* _READING PASSAGE_:
◆ ◆ ◆ ◆ ◆

Some specific concepts apply mainly during competition

**Checking data**

+ We can remove all features that are either constant in the training set or a duplicate of another column (`df.T.drop_duplicates()`). For categorical features, we'll need to label encode them all by order of appearance.
+ If categorical values only exist in the test set, we need to test if these new values bring any useful information. One possibility is to compare the model performance on a validation set, for values in the training set vs previously unseen values. We might want to use a different model for new values if performance is low for them. 
+ Duplicated rows can either be mistakes or the result of having a key feature ommitted from the dataset. Having identical rows in both train and test sets can help us understand how the data was generated.
+ When plotting rolling mean of values by index, we can check if there are some patterns that will indicate that the data was not properly shuffled.

◆ ◆ ◆ ◆ ◆

* _TASK DESCRIPTION_:
Answer these from the data-checking notes above.
(a) Which two kinds of features does the text say can be removed?
(b) According to the text, what two explanations can account for duplicated rows?
(c) What can plotting the rolling mean of values by index show?

◆ ◆ ◆ ◆ ◆

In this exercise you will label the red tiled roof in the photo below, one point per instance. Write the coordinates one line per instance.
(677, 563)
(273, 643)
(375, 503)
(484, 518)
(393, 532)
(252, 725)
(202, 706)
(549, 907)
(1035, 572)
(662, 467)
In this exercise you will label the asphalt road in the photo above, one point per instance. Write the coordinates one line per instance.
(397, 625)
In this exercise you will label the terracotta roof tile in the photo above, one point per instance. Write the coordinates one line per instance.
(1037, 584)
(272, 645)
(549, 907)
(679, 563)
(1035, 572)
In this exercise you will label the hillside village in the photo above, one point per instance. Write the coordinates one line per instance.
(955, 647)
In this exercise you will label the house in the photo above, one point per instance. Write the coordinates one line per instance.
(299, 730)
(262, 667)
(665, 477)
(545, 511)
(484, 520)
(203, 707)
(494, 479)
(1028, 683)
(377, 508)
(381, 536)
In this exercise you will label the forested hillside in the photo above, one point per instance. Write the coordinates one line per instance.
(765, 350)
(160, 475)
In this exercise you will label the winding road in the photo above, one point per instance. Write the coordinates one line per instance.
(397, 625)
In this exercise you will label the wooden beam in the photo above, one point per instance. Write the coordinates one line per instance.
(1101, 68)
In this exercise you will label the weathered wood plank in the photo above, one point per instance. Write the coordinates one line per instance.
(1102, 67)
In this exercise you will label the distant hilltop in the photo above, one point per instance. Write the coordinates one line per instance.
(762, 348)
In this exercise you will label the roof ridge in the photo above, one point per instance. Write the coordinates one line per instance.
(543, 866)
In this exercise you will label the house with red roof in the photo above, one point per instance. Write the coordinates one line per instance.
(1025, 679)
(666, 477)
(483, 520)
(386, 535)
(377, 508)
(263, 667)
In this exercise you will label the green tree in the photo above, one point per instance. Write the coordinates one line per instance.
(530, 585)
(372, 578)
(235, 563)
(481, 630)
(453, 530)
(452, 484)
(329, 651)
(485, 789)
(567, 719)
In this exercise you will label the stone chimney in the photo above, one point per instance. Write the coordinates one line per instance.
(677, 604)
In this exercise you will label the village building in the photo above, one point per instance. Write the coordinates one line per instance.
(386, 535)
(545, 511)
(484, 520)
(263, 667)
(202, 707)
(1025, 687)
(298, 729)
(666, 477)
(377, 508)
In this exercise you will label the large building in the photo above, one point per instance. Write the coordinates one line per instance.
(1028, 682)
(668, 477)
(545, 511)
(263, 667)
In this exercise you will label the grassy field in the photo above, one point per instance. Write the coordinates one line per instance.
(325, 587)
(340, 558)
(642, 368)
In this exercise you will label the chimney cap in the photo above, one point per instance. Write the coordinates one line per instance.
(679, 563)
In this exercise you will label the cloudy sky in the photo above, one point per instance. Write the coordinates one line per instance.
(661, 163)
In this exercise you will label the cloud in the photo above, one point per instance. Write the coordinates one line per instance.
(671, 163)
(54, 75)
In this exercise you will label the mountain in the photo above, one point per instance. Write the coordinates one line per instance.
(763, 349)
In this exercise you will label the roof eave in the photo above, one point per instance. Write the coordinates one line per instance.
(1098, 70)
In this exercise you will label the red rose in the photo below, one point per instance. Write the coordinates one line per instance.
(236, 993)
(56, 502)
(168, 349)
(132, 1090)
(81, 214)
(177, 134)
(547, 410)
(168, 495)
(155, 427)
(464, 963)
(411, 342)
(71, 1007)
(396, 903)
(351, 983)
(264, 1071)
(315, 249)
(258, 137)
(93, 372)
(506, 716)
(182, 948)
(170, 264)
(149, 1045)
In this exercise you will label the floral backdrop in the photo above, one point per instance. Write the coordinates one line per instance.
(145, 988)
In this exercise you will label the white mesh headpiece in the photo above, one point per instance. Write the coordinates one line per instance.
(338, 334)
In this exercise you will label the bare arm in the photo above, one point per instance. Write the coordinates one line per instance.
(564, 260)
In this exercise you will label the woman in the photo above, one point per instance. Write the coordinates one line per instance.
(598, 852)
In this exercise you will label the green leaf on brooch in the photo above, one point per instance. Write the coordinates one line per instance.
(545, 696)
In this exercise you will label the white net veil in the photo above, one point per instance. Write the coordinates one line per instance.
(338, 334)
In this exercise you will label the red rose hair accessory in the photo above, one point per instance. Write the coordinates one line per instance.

◆ ◆ ◆ ◆ ◆

* _FULL SOLUTION_:
(a) Features that are constant in the training set, and features that duplicate another column.
(b) They can be mistakes, or the result of a key feature being left out of the dataset.
(c) Whether there are patterns indicating that the data was not properly shuffled.